:: Do this ::
Take everything in the material below from the line containing "the sky with" down to the line containing "of the walking", both included. Return those lines as a JSON list of strings, one string per line, with blank lines omitted.

* start *

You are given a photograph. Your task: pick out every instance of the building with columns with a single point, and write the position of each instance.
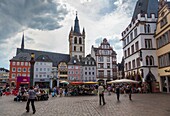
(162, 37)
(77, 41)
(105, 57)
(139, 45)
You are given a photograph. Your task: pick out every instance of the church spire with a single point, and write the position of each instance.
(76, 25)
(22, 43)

* end *
* start *

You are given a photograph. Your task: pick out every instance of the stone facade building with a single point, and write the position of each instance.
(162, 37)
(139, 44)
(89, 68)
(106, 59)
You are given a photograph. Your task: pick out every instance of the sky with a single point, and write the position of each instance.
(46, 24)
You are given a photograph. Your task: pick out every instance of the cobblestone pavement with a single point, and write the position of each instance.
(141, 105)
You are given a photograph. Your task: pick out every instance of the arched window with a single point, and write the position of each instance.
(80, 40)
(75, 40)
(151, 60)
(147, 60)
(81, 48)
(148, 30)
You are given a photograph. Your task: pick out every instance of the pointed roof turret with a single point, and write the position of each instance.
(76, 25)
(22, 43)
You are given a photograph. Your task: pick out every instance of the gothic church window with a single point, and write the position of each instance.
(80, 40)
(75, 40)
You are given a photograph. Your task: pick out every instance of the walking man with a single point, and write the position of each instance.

* end *

:: Response ::
[
  "You are given a photograph. Your task: pick out every instance of the sky with a single point, and write the position of each instance.",
  "(46, 24)",
  "You are given a photograph. Your task: pick out every instance of the cobblestone pavement with a single point, and write the position of each instance.",
  "(141, 105)",
  "You are given a photograph. Your task: pick out every instance of the arched window with a single point, and write the position of each instance.",
  "(80, 40)",
  "(75, 40)",
  "(151, 60)",
  "(147, 60)",
  "(81, 48)",
  "(148, 30)",
  "You are given a photograph. Your task: pick out every instance of the pointed roof turret with a single point, and write the position of each instance.",
  "(76, 25)",
  "(22, 43)",
  "You are given a photograph. Your task: pick out every instance of the gothic church window with a single point, and write the position of each instance.",
  "(80, 40)",
  "(75, 40)",
  "You are given a photograph. Your task: pick out every instance of the walking man with a single point, and write the position of each instance."
]